_READING TEXT:_
<<<<

However, our approach also presents a few limitations. The predictions are generated by considering estimated values for the number of instances to execute, and hence, our proposal is only appropriate for processes in which this number is known a priori. In a related way, activity attributes and resource availability need to be estimated. As a real example, the beauty salon problem is detailed and an extensive empirical evaluation is carried out with the goal of supporting the contributions of our proposal. Moreover, some of our previous works also dealt with this kind of scenarios (e.g., [1] describes a travel agency problem and [3] considers computer support for clinical guidelines as an application example). Nevertheless, if the actual values of the estimates deviate from the estimated values during the execution of the model, P&S techniques can be applied to replan the activities and to update the predictions at run-time by considering the actual values of the estimates.

In addition, motivated by the requirements of the considered scenarios, the data perspective which is considered in the current approach mainly includes data constraints which can be applied to input data and activity relations. However, more advanced features like dynamic data or data-flow perspective have been left out since they are not part of the design requirements of the considered scenarios and will be addressed in future work when applying our proposal to BPs with different characteristics.

>>>>

_EXERCISE 1:_ Rewrite the paragraph beginning "In addition, motivated by the requirements" from the text on the approach's limitations as a short list that keeps its main facts.
_EXERCISE 2:_ Write a continuation of the text on the approach's limitations, starting after its final sentence.

_Stored items:_
<<<<

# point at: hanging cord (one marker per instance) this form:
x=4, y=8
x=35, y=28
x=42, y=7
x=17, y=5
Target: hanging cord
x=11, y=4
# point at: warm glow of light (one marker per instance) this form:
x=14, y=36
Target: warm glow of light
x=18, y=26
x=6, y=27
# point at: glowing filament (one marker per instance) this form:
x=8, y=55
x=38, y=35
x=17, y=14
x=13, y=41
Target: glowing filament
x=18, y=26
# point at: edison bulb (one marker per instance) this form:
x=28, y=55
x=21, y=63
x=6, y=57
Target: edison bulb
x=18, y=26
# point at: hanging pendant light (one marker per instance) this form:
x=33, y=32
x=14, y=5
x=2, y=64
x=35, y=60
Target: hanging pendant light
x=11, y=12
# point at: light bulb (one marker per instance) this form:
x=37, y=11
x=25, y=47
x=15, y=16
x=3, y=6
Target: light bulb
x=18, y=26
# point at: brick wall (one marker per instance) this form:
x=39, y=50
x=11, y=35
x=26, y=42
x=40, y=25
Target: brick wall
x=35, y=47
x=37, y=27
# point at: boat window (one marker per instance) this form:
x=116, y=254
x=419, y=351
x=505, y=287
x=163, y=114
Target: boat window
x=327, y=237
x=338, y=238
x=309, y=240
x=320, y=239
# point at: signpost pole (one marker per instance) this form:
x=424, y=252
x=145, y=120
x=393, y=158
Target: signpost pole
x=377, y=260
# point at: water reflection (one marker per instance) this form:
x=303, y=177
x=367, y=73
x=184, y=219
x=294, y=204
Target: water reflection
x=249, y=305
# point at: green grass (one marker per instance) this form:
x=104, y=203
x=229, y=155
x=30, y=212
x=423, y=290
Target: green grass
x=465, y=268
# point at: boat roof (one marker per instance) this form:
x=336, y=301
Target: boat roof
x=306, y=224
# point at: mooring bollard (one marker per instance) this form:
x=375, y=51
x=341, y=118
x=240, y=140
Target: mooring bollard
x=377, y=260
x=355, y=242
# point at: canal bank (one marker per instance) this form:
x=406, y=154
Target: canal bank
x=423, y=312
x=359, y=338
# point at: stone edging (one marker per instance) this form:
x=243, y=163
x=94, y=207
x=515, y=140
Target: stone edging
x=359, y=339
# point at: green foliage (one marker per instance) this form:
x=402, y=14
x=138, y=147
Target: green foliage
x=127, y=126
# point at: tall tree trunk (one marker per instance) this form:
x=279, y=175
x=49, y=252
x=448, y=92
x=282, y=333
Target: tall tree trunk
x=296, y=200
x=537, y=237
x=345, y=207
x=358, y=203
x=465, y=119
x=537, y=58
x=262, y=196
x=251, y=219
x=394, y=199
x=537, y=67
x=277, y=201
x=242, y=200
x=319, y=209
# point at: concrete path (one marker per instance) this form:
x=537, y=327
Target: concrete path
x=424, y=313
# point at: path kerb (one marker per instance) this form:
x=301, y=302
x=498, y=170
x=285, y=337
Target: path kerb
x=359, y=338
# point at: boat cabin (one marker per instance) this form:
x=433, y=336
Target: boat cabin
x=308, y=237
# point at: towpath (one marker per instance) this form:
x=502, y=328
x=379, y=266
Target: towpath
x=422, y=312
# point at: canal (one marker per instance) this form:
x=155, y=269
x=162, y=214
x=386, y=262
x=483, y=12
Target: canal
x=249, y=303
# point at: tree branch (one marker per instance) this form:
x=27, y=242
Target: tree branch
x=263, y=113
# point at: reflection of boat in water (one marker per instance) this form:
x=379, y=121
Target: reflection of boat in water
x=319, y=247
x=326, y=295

>>>>

_ANSWER SECTION 1:_
- The scenarios' requirements shaped the data perspective of the current approach.
- This perspective mainly covers data constraints, which can apply to input data and activity relations.
- More advanced features such as dynamic data and the data-flow perspective were left out because the scenarios' design requirements did not include them.
- These features will be addressed in future work when the proposal is applied to business processes with different characteristics.

_ANSWER SECTION 2:_
7 Conclusions and future work

In this work, an approach for generating time predictions of running process instances related to a multi-perspective constraint-based process model is proposed. For performing such predictions, we propose generating optimized enactment plans from a multi-perspective constraint-based process model and from the current state of partially executed process instances by considering a given objective function. This approach has several advantages regarding previous related work: (1) multiple process instances as well as the allocation of resources are considered, (2) is able to adapt to changing circumstances, and (3) besides predicting the remaining time of a specific process instance, it allows the prediction of other relevant issues. To evaluate the applicability of our approach in practical settings, we applied it to a real process scenario. Despite the high complexity of the considered problems, results indicate that our approach produces a satisfactory number of good solutions in a reasonable time.

As for future work, we will consider to deal with both paradigms imperative and declarative for the specification of the BPs. Furthermore, it is planned to consider the information from past process executions as additional input data for providing more accurate predictions. Additionally, we intend to apply it to real scenarios from other domains. Finally, further aspects of data perspective (e.g., the data-flow) are planned to be considered in future versions of ConDec-R.